**Material supplied:**
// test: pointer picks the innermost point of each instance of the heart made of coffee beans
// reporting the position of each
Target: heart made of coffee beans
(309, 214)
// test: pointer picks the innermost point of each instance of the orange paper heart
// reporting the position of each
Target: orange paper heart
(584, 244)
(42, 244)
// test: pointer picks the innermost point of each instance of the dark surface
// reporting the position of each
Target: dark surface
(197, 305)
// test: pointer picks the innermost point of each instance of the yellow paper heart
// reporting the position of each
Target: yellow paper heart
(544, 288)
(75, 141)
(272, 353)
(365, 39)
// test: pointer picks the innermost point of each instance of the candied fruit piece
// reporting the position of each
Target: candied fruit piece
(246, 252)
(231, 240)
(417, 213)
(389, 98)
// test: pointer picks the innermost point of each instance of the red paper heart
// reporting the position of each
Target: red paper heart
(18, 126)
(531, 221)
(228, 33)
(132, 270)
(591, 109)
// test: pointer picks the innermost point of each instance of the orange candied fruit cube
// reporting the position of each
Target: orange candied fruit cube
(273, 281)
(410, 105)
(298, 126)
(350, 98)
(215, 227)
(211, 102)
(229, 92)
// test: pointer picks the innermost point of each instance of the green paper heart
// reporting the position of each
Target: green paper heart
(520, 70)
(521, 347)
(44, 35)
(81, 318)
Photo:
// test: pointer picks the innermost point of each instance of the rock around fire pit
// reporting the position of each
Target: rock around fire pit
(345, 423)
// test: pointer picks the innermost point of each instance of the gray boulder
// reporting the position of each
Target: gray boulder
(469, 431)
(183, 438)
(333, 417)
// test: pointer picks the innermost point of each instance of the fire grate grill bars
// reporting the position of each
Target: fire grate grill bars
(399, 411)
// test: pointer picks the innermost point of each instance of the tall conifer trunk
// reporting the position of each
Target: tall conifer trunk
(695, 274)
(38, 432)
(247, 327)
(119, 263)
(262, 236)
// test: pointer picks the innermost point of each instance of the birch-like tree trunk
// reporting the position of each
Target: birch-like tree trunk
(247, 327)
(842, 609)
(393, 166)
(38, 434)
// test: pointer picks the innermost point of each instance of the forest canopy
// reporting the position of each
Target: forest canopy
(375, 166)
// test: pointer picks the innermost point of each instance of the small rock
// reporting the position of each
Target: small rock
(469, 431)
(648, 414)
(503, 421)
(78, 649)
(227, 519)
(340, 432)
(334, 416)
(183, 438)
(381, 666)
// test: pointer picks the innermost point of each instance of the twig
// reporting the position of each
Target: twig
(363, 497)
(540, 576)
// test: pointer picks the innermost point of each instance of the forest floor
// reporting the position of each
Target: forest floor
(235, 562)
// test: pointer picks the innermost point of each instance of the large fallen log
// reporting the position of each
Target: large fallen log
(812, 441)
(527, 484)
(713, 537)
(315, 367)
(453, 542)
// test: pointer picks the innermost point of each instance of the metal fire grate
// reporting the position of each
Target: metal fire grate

**Written problem:**
Write out the whole listing exactly.

**Response to the exercise:**
// test: pointer picks the innermost point of each instance of the heart made of coffee beans
// reporting the position of each
Target: heart made of coffee beans
(309, 214)
// test: pointer picks the innermost point of each instance of the orange paper heart
// reporting the position of each
Target: orange paper heart
(584, 244)
(42, 244)
// test: pointer picks the innermost point of each instance of the dark surface
// reporting the position of each
Target: dark surface
(197, 305)
// test: pointer picks the innermost point of each instance of the yellow paper heart
// reporting the position of each
Target: yellow paper heart
(544, 288)
(75, 141)
(272, 353)
(365, 39)
// test: pointer picks the innermost point of each instance of the candied fruit piece
// reporting the position of each
Target: candied fruit piece
(246, 252)
(231, 240)
(417, 213)
(389, 98)
// test: pointer picks the innermost point of each instance of the red paper heart
// reporting the position of each
Target: red paper heart
(18, 126)
(531, 221)
(228, 33)
(132, 270)
(591, 109)
// test: pointer picks the innermost point of each instance of the orange candied fruit cube
// reporting the position of each
Target: orange candied fruit cube
(273, 281)
(410, 105)
(298, 126)
(350, 98)
(215, 227)
(211, 102)
(229, 92)
// test: pointer picks the innermost point of each instance of the green paper heart
// reporting the position of each
Target: green paper heart
(520, 70)
(521, 347)
(44, 35)
(81, 318)
Photo:
// test: pointer picks the innermost point of each instance of the rock around fire pit
// reporting the position of each
Target: rock around fire pit
(345, 423)
// test: pointer picks the innermost point of each instance of the gray boulder
// reporting the position of each
Target: gray boulder
(469, 431)
(183, 438)
(333, 417)
// test: pointer picks the innermost point of each instance of the fire grate grill bars
// reporting the position of each
Target: fire grate grill bars
(399, 411)
// test: pointer picks the innermost point of each instance of the tall conifer trunk
// reporting the position of each
Target: tall conifer trunk
(695, 274)
(38, 432)
(247, 327)
(119, 263)
(262, 236)
// test: pointer picks the innermost point of each instance of the birch-like tree trunk
// reporting the position of each
Target: birch-like tree trunk
(247, 327)
(842, 609)
(393, 166)
(38, 434)
// test: pointer picks the innermost point of each instance of the forest canopy
// reporting the position of each
Target: forest canopy
(375, 166)
// test: pointer picks the innermost point of each instance of the small rock
// reporting the position of each
Target: small rock
(469, 431)
(648, 414)
(503, 421)
(78, 649)
(227, 519)
(340, 432)
(334, 416)
(183, 438)
(381, 666)
// test: pointer picks the innermost point of each instance of the twig
// reporting the position of each
Target: twig
(363, 497)
(540, 576)
// test: pointer picks the innermost point of each instance of the forest floor
// reporting the position of each
Target: forest floor
(235, 562)
// test: pointer picks the innermost point of each instance of the large fallen log
// reporting the position of each
Target: large fallen log
(812, 441)
(527, 484)
(713, 537)
(315, 367)
(453, 542)
// test: pointer picks the innermost point of each instance of the metal fire grate
// reporting the position of each
Target: metal fire grate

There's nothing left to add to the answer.